## DATASET ENTRIES
····················
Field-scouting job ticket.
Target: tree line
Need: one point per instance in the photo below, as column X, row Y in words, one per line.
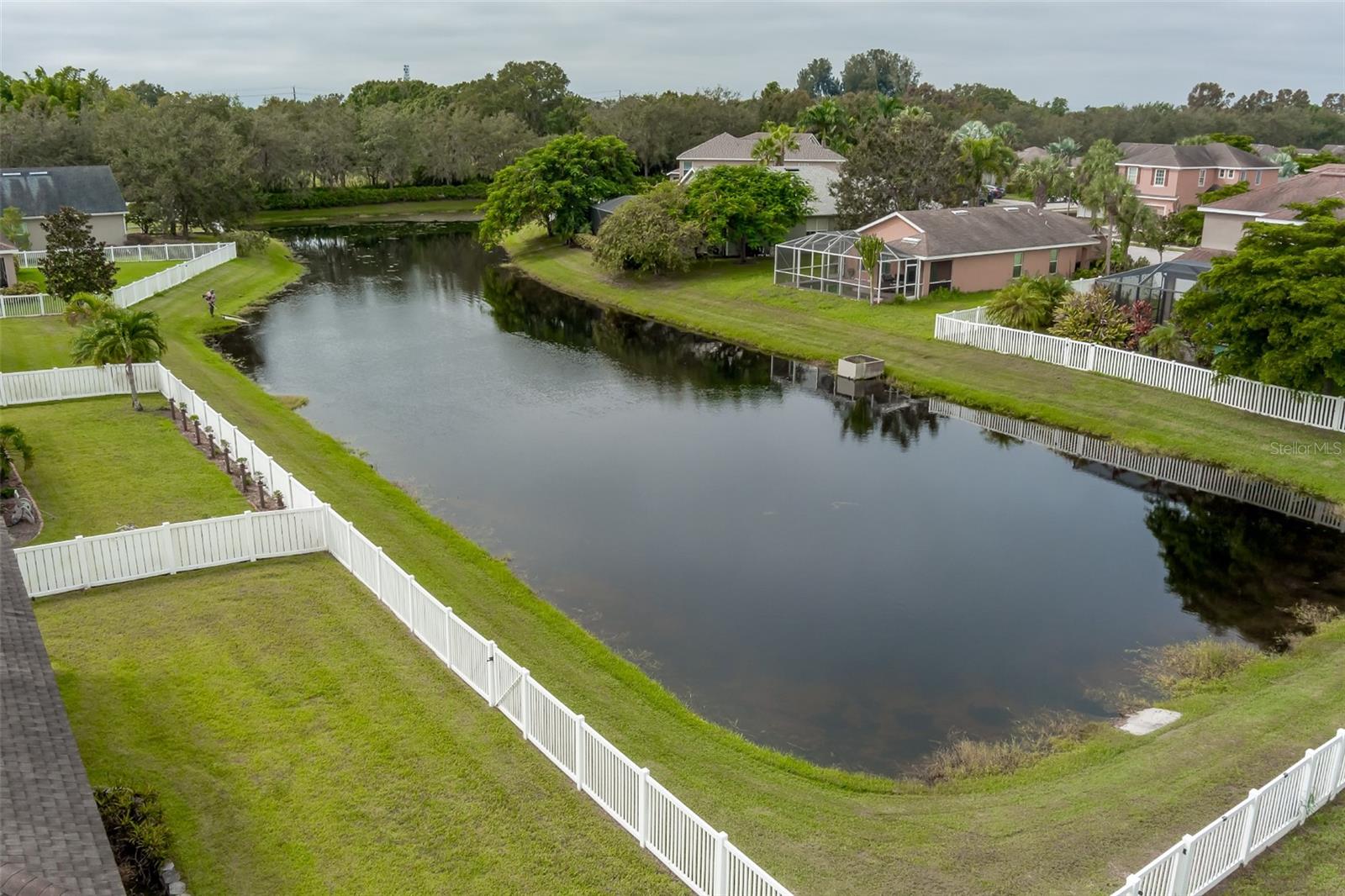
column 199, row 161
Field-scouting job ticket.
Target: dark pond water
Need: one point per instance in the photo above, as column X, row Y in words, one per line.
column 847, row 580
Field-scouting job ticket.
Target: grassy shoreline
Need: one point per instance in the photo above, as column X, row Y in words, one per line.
····················
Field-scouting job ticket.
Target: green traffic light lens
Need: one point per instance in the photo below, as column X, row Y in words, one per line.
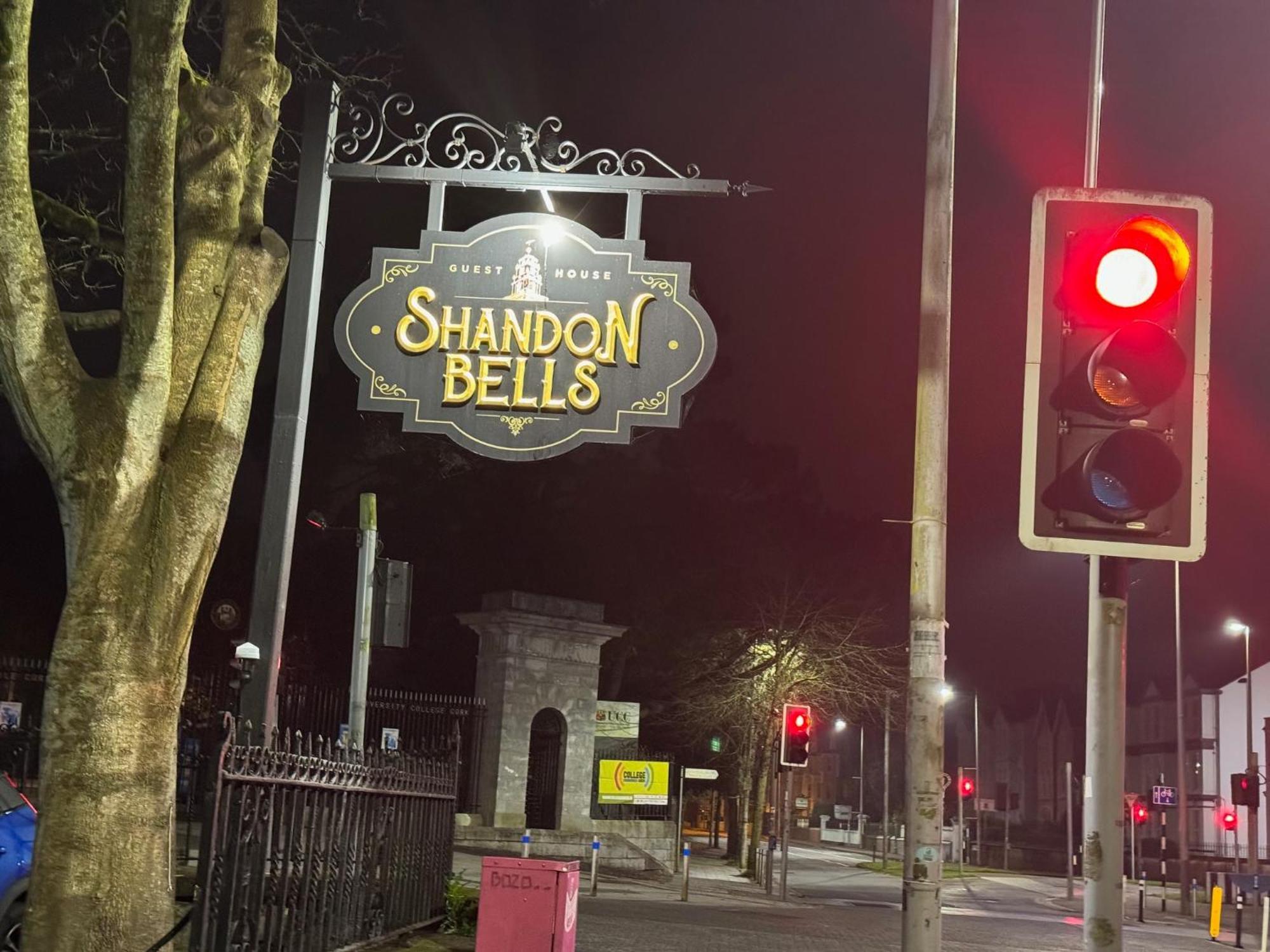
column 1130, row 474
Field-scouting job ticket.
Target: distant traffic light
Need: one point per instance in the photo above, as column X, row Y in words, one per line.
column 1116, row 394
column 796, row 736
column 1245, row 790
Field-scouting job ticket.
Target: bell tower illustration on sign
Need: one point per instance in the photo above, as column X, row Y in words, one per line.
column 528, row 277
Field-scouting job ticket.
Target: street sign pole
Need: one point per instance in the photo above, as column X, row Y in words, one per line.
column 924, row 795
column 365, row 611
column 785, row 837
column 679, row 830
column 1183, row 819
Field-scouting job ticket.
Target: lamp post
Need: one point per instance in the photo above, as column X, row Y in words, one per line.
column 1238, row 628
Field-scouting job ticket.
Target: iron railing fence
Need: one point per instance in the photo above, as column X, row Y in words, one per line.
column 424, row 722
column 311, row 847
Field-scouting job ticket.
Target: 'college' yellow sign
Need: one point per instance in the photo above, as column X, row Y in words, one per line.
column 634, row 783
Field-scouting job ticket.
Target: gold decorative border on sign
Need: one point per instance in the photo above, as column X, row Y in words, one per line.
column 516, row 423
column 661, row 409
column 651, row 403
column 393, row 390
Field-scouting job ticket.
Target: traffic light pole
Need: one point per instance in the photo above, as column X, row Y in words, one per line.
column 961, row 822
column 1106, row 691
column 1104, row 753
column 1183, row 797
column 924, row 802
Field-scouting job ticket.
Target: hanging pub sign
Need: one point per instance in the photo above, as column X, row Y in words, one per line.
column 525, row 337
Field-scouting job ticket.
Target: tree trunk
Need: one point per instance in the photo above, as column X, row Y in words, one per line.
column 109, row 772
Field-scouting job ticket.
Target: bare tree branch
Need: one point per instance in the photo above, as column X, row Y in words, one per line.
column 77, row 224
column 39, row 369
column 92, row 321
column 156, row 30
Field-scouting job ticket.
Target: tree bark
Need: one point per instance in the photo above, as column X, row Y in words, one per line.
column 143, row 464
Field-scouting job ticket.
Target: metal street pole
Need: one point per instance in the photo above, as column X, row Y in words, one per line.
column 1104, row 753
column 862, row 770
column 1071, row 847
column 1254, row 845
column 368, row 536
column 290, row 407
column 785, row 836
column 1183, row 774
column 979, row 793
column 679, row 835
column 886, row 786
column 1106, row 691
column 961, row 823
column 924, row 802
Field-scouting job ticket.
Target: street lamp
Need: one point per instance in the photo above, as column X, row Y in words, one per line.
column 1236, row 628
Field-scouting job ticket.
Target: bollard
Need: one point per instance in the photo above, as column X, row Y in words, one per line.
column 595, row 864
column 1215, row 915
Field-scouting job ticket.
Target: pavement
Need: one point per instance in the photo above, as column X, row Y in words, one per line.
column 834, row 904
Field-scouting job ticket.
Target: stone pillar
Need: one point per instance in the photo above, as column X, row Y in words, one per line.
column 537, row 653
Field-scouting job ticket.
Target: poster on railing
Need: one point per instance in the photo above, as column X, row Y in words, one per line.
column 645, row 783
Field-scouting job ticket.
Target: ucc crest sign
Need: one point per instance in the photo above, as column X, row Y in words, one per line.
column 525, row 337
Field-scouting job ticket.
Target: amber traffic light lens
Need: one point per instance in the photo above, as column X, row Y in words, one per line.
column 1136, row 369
····················
Count the lines in the records that contain the word "pole", and reply with that number alone.

3